:: What the exercise asks ::
Print every line of the listing below, starting with the line that holds "Target: house eave" and going on through the line that holds "Might you point out the exterior", both included, and print nothing else.

++++++++++

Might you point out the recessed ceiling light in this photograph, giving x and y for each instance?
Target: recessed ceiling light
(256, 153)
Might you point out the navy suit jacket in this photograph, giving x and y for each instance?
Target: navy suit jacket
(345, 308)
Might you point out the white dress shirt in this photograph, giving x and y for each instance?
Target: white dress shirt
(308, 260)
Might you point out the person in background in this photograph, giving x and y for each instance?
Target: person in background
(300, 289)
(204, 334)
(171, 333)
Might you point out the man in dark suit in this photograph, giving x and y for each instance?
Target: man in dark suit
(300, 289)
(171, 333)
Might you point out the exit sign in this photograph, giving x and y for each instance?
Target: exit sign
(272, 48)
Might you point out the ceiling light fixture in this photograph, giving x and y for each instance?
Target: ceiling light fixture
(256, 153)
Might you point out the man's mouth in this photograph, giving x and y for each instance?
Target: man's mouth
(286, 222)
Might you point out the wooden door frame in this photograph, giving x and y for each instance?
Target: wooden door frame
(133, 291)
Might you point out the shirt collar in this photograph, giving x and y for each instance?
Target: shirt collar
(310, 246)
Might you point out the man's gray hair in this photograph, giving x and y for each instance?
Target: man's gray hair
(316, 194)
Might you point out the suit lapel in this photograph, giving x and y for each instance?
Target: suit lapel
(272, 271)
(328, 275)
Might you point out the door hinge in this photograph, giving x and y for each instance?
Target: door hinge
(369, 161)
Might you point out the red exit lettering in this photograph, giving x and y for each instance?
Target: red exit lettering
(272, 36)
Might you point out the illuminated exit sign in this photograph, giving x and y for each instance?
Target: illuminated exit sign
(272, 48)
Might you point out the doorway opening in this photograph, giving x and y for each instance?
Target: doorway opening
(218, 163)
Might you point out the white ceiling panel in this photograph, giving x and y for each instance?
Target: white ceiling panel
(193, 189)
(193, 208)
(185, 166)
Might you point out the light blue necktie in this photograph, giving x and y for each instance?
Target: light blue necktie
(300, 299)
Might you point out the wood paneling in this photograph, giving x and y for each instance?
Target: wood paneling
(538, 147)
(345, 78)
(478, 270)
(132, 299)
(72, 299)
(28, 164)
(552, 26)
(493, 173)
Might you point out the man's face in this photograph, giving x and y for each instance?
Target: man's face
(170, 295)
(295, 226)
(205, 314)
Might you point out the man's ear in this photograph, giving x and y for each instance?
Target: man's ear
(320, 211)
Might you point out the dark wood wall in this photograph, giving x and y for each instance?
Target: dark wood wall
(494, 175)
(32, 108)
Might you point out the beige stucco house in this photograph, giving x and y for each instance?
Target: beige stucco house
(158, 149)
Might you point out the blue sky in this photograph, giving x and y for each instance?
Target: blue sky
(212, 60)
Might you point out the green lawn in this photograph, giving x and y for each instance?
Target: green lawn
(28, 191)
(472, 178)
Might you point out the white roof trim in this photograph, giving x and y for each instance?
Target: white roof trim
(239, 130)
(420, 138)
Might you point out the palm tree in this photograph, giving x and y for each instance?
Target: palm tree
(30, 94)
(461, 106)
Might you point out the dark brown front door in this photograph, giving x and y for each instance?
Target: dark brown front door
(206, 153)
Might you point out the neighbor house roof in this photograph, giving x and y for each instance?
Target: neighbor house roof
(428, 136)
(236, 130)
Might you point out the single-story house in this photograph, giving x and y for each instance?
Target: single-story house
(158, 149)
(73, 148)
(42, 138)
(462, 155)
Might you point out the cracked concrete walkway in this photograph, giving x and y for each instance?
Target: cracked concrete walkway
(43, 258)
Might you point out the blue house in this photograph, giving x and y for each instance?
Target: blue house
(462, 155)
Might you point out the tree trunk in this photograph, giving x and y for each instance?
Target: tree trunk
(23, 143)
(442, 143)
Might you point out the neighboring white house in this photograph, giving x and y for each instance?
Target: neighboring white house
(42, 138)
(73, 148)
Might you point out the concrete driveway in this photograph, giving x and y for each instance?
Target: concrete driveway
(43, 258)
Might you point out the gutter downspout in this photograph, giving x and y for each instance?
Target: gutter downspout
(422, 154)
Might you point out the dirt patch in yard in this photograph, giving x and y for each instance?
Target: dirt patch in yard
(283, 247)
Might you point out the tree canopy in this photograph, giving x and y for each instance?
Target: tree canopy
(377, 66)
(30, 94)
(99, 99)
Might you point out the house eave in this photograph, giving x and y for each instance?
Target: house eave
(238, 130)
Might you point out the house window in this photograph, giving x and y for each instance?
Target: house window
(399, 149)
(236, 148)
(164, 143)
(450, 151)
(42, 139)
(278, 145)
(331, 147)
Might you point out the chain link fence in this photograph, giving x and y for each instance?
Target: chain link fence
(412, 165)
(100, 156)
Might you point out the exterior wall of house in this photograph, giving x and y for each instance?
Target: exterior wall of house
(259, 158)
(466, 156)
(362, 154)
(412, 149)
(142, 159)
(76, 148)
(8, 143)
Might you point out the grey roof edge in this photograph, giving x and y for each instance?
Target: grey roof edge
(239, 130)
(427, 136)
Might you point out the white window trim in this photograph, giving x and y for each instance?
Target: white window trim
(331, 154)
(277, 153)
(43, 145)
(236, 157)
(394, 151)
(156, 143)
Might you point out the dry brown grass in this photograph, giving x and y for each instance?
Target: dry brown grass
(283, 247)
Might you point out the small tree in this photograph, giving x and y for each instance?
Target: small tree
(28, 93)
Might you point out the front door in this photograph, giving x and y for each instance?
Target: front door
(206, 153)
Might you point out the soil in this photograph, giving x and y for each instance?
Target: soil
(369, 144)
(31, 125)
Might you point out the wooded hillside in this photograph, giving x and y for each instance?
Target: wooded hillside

++++++++++

:: Exercise output ::
Target: house eave
(238, 130)
Might you point out the house window in this photograph, giving x and y for each instance?
Target: house window
(399, 149)
(236, 148)
(164, 143)
(450, 151)
(42, 139)
(278, 145)
(331, 147)
Might you point out the chain link fence in this photograph, giving x and y for each instance?
Target: chain link fence
(412, 165)
(100, 156)
Might you point out the exterior wall of house in this photograph, giving x and y for each instance?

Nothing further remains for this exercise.